[Dataset entries]
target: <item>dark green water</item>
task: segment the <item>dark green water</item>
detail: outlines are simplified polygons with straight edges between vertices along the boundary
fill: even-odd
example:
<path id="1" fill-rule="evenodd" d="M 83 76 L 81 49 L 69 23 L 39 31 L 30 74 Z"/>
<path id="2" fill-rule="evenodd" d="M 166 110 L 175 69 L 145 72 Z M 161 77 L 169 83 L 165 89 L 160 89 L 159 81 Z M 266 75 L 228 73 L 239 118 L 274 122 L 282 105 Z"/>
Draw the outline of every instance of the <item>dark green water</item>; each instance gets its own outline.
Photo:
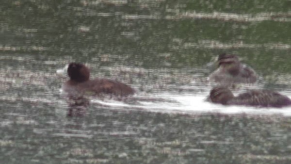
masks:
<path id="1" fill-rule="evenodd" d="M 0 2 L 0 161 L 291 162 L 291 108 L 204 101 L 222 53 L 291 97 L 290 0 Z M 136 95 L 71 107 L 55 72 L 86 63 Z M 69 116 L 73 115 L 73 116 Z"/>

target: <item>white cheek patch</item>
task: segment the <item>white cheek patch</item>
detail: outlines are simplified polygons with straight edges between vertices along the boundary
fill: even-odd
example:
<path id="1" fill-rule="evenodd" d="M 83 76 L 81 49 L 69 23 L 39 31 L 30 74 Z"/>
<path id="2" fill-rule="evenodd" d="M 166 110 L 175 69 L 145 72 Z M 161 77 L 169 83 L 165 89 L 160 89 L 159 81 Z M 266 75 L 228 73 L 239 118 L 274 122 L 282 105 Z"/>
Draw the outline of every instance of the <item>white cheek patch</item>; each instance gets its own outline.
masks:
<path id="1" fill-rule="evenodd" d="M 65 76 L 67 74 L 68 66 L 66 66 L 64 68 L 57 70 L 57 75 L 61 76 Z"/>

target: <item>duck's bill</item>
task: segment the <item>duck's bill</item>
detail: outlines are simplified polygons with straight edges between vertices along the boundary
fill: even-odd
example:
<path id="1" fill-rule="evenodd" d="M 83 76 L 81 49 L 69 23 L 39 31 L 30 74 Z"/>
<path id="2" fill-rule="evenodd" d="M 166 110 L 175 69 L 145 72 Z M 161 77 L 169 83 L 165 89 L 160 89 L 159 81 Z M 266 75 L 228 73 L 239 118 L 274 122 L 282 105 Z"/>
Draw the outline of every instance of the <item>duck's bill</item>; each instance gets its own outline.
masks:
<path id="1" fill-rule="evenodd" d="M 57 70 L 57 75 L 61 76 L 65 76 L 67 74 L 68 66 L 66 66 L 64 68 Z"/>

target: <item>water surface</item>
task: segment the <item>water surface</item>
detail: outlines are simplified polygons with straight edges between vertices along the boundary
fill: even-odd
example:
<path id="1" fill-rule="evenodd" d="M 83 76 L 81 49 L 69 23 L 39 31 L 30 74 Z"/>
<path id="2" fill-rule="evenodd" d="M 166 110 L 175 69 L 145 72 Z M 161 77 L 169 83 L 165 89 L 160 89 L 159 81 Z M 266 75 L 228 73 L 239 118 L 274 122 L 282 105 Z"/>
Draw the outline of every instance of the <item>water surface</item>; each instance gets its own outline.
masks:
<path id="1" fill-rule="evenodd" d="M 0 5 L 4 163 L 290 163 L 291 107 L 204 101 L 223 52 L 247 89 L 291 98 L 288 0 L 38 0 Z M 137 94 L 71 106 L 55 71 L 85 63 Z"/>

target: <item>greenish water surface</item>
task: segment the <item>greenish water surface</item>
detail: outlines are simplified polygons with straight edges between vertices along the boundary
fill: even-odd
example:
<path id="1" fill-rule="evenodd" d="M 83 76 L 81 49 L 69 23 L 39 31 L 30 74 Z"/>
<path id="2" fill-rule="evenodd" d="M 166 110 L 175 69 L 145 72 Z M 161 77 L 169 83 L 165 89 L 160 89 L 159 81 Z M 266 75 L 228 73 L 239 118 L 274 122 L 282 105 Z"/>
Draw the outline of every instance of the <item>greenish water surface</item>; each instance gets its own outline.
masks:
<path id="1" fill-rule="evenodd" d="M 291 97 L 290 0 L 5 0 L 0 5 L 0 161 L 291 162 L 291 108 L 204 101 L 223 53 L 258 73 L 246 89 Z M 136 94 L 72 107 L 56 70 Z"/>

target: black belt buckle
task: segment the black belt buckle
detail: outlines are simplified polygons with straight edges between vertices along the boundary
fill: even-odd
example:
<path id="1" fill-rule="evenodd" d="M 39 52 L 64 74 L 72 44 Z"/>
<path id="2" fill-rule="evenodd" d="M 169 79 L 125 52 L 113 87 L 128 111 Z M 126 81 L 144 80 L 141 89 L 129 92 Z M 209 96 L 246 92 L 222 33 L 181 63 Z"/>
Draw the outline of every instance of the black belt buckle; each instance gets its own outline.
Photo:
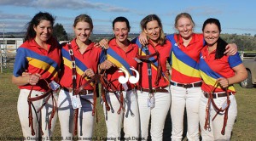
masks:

Exercise description -
Extract, without any changes, the part of the records that opens with the line containing "target: <item>water surface</item>" and closes with the line containing "101 L 223 53", including both of those lines.

Written response -
target: <item>water surface</item>
task: segment the <item>water surface</item>
detail: outlines are simplified polygons with straight edges between vertices along the boundary
fill: even-odd
example:
<path id="1" fill-rule="evenodd" d="M 83 76 L 81 49 L 69 23 L 39 31 L 30 74 Z"/>
<path id="2" fill-rule="evenodd" d="M 166 110 L 175 69 L 145 72 Z M 161 77 L 169 83 L 165 89 L 160 89 L 159 81 Z M 266 75 L 228 73 L 239 118 L 274 122 L 282 105 Z"/>
Draw the outline of every instance of the <item>water surface</item>; each instance gets its own outline.
masks:
<path id="1" fill-rule="evenodd" d="M 0 5 L 4 163 L 290 163 L 291 107 L 204 101 L 223 52 L 247 89 L 291 98 L 288 0 L 38 0 Z M 137 94 L 71 106 L 55 71 L 85 63 Z"/>

target: <item>greenish water surface</item>
task: segment the <item>greenish water surface</item>
detail: outlines are simplified polygons with straight edges between vertices along the boundary
fill: even-odd
example:
<path id="1" fill-rule="evenodd" d="M 83 76 L 81 49 L 69 23 L 39 31 L 30 74 Z"/>
<path id="2" fill-rule="evenodd" d="M 166 110 L 175 69 L 145 72 Z M 161 77 L 169 83 L 165 89 L 160 89 L 159 81 Z M 266 75 L 228 73 L 239 118 L 274 122 L 282 105 Z"/>
Draw the outline of every instance of the <item>greenish water surface</item>; each instance gets its own outline.
masks:
<path id="1" fill-rule="evenodd" d="M 291 97 L 290 0 L 5 0 L 0 5 L 0 161 L 291 162 L 291 108 L 204 101 L 223 53 L 258 73 L 246 89 Z M 136 94 L 72 107 L 56 70 Z"/>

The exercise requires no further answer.